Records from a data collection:
-------
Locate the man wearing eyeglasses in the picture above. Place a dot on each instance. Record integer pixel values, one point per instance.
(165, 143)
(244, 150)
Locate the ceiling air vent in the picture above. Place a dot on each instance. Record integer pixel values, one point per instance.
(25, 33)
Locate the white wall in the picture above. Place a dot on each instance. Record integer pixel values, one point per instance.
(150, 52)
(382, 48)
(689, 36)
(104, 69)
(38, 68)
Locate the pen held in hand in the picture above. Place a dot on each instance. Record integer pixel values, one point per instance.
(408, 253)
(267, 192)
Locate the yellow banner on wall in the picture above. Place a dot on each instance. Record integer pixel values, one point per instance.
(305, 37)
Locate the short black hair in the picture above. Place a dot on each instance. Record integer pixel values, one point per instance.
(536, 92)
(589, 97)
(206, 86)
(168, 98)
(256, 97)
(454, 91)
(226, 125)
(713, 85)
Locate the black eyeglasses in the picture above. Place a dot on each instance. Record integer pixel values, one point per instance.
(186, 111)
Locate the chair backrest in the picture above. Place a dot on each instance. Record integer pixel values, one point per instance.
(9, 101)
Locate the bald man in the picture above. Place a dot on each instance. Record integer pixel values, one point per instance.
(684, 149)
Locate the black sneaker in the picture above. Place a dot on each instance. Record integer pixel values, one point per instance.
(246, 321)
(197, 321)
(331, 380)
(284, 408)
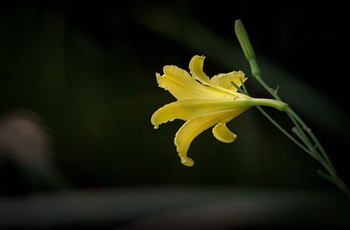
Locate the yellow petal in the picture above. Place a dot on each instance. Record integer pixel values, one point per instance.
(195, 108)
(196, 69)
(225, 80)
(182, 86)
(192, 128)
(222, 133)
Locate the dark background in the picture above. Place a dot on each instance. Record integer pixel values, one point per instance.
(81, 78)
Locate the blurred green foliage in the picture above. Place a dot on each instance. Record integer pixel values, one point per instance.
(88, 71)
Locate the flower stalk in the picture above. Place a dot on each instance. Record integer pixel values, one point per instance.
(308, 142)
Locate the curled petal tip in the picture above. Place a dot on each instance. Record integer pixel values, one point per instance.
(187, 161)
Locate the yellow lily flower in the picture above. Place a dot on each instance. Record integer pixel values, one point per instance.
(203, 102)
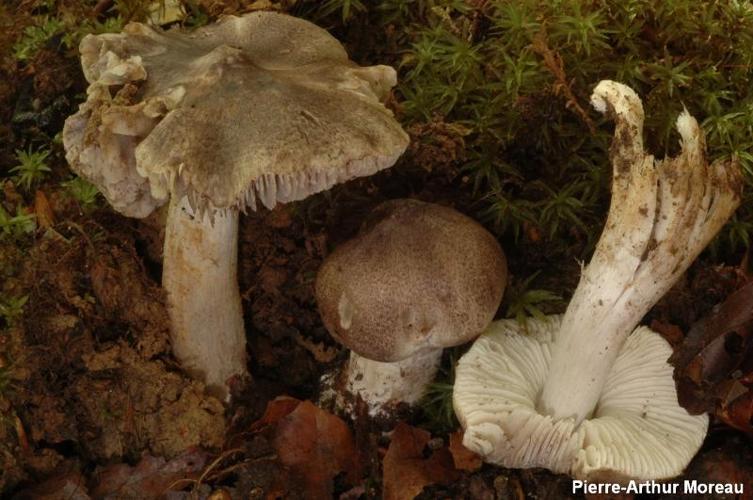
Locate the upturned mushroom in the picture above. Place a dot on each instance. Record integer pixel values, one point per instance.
-------
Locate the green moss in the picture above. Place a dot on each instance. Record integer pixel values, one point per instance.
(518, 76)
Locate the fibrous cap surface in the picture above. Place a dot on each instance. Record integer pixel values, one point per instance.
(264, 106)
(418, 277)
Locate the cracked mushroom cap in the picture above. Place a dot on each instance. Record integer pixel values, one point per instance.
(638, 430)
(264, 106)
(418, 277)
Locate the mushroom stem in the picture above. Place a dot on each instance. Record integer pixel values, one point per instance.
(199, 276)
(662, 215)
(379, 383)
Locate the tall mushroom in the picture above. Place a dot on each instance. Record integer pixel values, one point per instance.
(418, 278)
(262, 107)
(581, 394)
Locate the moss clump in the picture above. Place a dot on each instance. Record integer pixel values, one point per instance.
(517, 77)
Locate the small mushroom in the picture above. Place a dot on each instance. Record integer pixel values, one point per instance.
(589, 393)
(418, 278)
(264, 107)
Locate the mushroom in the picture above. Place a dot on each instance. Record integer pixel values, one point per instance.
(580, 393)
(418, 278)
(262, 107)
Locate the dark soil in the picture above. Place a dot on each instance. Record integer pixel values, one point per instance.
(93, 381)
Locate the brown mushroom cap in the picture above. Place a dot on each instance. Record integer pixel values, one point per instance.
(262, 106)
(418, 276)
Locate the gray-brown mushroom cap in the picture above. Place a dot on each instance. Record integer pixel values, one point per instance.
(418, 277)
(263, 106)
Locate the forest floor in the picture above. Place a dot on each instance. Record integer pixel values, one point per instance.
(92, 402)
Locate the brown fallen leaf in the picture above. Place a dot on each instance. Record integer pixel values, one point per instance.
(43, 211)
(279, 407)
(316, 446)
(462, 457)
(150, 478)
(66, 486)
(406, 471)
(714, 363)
-------
Return exactly the lines above, from the one with "Locate the yellow petal" up to and including the one with "Locate the upturned", and include no pictures.

Locate the yellow petal in the picture above. Place a dot on each instance. Record integer pixel values, one point per instance.
(195, 108)
(196, 69)
(225, 80)
(182, 86)
(192, 128)
(222, 133)
Locate the dark background in the picture above. Place a dot on each instance. Record integer pixel values, one point per instance.
(81, 78)
Locate the blurred green foliage in the picture above. Place a dot on each instance. Record integer pixel values, one point per instance.
(88, 71)
Locate the flower stalk in the picture above. Place a dot on each instance. Record integer pixel values, one point per instance.
(308, 142)
Locate the curled petal tip in the picture above. Place a dot on each instance. Record integer pixel values, one point per instance.
(187, 161)
Locate the yellow lily flower in the picture above. Place a dot on each instance. Record integer pixel values, one point per instance.
(203, 102)
Locate the upturned mushroom in the picture above. Place a dot on each instance. Record integer pixel values, one point per instance.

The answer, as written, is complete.